> _Directions for this task_: List each line of the data in which the string "bear" appears.

(Data records)
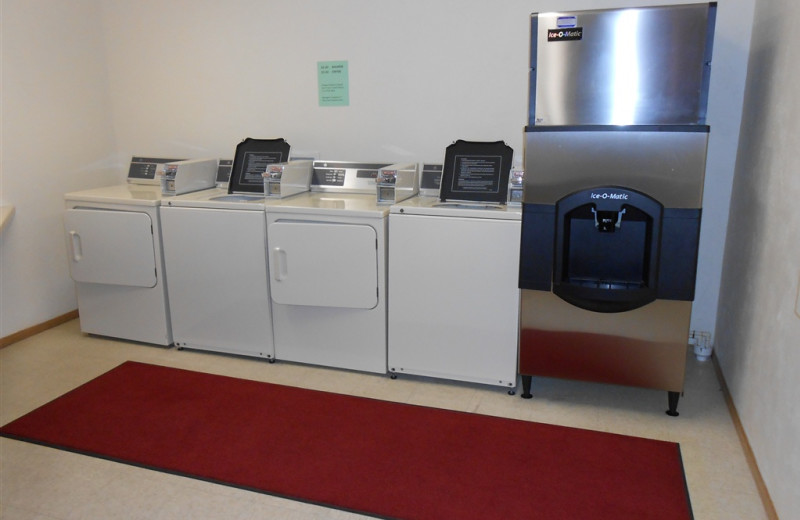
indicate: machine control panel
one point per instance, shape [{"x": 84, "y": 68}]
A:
[
  {"x": 345, "y": 177},
  {"x": 187, "y": 176},
  {"x": 146, "y": 170},
  {"x": 288, "y": 178},
  {"x": 396, "y": 183}
]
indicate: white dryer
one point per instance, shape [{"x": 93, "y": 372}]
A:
[
  {"x": 113, "y": 239},
  {"x": 216, "y": 259},
  {"x": 216, "y": 265},
  {"x": 453, "y": 296},
  {"x": 327, "y": 264}
]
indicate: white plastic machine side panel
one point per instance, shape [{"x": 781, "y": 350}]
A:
[
  {"x": 111, "y": 247},
  {"x": 323, "y": 264},
  {"x": 216, "y": 263},
  {"x": 454, "y": 301}
]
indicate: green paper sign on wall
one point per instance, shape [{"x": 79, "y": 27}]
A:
[{"x": 333, "y": 83}]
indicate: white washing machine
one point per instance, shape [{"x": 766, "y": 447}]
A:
[
  {"x": 327, "y": 264},
  {"x": 453, "y": 268},
  {"x": 216, "y": 260},
  {"x": 453, "y": 296},
  {"x": 114, "y": 247},
  {"x": 216, "y": 265}
]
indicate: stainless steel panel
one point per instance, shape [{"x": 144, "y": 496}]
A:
[
  {"x": 668, "y": 166},
  {"x": 630, "y": 66},
  {"x": 645, "y": 347}
]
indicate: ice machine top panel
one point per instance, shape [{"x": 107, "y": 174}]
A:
[{"x": 636, "y": 66}]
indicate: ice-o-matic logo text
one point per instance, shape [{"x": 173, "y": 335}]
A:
[
  {"x": 609, "y": 196},
  {"x": 561, "y": 35}
]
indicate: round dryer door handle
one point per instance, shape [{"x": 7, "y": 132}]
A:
[{"x": 75, "y": 243}]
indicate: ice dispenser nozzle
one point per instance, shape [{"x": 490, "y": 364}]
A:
[{"x": 607, "y": 221}]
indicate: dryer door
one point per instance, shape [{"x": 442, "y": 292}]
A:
[
  {"x": 111, "y": 247},
  {"x": 323, "y": 264}
]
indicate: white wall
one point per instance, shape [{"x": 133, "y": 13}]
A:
[
  {"x": 57, "y": 136},
  {"x": 192, "y": 79},
  {"x": 759, "y": 330}
]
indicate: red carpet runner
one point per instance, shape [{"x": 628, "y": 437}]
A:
[{"x": 373, "y": 457}]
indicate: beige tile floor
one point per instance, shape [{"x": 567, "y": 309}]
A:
[{"x": 38, "y": 483}]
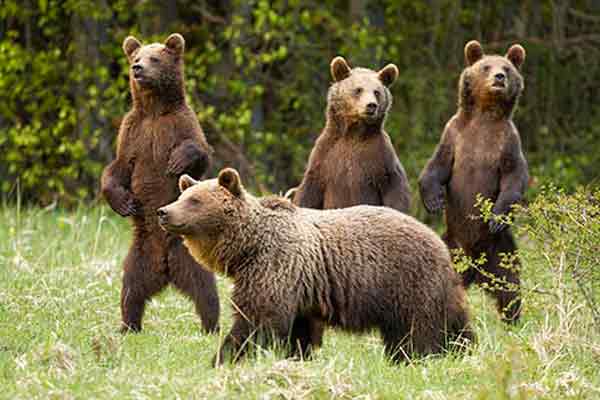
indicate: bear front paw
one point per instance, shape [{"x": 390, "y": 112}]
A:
[
  {"x": 435, "y": 203},
  {"x": 496, "y": 226},
  {"x": 176, "y": 166}
]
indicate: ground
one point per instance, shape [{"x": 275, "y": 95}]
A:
[{"x": 59, "y": 301}]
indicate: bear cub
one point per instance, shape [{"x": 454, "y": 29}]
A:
[
  {"x": 480, "y": 153},
  {"x": 353, "y": 161},
  {"x": 159, "y": 139},
  {"x": 296, "y": 269}
]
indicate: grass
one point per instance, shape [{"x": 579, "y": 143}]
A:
[{"x": 59, "y": 317}]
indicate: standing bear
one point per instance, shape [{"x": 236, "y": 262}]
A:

> _Written solution_:
indicate: bear front paw
indicate: bear cub
indicate: standing bear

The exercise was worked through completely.